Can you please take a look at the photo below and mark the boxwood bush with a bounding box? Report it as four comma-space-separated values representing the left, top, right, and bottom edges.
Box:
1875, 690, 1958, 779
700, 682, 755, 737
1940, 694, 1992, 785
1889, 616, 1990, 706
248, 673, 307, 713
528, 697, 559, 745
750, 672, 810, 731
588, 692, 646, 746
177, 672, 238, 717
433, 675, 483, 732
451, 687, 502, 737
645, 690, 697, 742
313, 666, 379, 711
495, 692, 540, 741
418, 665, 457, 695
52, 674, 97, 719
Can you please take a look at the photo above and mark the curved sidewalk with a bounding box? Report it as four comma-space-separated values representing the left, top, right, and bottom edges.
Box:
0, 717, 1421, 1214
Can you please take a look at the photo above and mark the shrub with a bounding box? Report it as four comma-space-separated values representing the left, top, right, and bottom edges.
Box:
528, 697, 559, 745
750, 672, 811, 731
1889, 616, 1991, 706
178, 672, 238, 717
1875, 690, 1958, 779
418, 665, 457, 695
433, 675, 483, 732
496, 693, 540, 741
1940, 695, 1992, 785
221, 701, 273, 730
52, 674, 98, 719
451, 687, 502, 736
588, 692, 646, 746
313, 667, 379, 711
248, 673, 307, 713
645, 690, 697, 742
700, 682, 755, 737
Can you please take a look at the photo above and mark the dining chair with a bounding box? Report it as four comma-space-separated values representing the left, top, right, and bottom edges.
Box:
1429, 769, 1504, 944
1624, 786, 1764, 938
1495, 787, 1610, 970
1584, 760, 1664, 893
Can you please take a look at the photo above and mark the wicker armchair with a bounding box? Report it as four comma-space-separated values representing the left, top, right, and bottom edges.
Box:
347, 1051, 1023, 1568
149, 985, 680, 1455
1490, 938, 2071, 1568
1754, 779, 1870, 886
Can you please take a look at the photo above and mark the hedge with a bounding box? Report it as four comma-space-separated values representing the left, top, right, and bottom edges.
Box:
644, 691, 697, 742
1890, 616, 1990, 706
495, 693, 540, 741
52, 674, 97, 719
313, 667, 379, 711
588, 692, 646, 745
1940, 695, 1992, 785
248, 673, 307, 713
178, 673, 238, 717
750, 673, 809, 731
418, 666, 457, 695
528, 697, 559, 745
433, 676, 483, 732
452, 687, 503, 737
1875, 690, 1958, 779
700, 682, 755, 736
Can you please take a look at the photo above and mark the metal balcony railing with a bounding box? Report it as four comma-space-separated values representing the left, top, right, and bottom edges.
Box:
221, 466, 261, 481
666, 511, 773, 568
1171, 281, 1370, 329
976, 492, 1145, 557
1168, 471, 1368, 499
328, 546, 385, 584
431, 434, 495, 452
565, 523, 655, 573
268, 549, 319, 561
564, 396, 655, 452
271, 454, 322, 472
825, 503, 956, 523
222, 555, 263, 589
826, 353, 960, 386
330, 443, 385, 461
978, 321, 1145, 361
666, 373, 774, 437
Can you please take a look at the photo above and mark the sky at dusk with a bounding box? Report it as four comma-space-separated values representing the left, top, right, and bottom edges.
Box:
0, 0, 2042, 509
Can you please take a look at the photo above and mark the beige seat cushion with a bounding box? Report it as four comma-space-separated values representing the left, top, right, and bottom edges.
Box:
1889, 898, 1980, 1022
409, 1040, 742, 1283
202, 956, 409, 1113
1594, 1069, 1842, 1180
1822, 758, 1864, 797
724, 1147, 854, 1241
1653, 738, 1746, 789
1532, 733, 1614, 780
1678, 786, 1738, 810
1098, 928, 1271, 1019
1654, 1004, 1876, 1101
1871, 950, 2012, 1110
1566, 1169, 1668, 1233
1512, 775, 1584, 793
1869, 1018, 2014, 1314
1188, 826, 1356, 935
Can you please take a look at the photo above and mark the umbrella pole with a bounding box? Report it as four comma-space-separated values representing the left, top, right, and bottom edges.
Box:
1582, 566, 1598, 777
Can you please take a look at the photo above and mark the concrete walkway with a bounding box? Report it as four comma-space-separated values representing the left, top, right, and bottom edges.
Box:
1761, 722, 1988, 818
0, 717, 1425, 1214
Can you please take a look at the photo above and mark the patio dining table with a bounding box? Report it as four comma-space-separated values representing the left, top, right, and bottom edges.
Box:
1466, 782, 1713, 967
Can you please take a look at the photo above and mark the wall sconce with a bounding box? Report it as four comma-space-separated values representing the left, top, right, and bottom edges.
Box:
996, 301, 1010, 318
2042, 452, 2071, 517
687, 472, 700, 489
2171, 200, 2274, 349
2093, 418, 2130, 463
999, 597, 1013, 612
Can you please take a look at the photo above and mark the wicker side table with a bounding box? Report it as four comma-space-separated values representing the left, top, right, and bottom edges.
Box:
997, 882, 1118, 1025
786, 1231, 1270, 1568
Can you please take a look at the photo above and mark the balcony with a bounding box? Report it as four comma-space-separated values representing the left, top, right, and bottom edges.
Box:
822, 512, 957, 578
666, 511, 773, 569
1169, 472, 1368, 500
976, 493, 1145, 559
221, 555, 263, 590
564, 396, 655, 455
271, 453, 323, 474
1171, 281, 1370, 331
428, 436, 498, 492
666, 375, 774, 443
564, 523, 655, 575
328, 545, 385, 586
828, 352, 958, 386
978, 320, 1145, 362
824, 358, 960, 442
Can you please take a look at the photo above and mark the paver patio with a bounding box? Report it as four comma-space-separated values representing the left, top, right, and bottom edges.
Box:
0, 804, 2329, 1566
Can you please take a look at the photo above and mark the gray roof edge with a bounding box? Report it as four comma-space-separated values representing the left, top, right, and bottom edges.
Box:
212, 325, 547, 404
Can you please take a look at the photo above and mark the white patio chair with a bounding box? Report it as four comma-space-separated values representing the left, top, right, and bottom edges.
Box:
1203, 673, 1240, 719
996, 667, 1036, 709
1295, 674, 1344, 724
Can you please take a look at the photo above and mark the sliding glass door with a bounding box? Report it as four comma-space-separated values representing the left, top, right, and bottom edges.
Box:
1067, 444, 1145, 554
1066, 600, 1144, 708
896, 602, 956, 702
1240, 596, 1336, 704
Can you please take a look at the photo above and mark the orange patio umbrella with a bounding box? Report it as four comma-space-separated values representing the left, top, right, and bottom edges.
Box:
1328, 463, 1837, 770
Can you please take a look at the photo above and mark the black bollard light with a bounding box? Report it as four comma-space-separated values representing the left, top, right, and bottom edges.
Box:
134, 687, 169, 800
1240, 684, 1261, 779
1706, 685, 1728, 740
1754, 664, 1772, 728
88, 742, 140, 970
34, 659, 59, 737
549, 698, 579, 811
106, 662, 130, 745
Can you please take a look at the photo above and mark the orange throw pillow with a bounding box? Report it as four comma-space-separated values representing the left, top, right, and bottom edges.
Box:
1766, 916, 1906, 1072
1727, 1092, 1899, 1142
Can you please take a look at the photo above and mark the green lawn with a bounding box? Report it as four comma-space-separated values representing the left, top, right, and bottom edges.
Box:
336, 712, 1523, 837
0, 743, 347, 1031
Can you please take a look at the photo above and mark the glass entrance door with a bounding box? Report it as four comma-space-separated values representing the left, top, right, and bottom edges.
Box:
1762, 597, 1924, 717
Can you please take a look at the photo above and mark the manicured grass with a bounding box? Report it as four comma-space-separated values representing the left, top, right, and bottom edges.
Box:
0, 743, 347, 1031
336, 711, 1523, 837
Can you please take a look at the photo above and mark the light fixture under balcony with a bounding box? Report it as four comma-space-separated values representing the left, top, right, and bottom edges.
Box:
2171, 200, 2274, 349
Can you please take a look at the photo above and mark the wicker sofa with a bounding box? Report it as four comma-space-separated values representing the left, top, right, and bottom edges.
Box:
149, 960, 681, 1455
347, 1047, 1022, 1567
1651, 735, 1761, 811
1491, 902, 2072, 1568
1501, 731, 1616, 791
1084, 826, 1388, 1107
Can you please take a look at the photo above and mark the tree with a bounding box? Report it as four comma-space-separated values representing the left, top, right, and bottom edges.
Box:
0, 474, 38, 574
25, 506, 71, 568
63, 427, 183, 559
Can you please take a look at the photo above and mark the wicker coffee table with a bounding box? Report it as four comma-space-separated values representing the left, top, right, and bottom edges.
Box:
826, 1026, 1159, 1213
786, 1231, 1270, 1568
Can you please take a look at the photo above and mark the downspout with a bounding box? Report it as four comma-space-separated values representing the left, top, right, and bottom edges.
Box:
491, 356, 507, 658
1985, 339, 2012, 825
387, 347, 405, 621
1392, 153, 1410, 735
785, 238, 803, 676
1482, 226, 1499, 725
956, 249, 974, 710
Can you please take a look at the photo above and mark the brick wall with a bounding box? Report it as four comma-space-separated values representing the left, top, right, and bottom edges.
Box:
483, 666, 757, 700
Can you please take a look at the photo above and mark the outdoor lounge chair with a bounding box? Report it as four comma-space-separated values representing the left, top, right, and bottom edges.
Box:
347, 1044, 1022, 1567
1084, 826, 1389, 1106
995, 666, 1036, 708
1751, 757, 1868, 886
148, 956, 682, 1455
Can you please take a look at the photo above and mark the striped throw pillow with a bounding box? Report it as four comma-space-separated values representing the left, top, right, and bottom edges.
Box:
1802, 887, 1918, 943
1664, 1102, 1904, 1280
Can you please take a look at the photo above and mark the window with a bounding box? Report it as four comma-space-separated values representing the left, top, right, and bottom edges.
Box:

━━━━━━━━━━

→ Exercise objective
Report each line of the listing above that uses the word "wicker".

→ Response
Can you please take a look at the photo above and mark the wicker armchair with a bounding box? Report it as four comma-space-separated values representing the left, top, right, and bottom edges.
Can you please take a look at the photo above and mark the wicker side table with a bounding box? Report it as four comma-space-separated values representing the left, top, right, and bottom edges.
Can you please take a look at the photo above and mark the wicker sofa with a bounding box? Report it as four comma-space-separated values representing the left, top, right, and bottom edges.
Can you please take a look at the photo above and mark the wicker coffee table with a bounding box? Report it as four comma-space-separated values representing the left, top, right, and bottom edges.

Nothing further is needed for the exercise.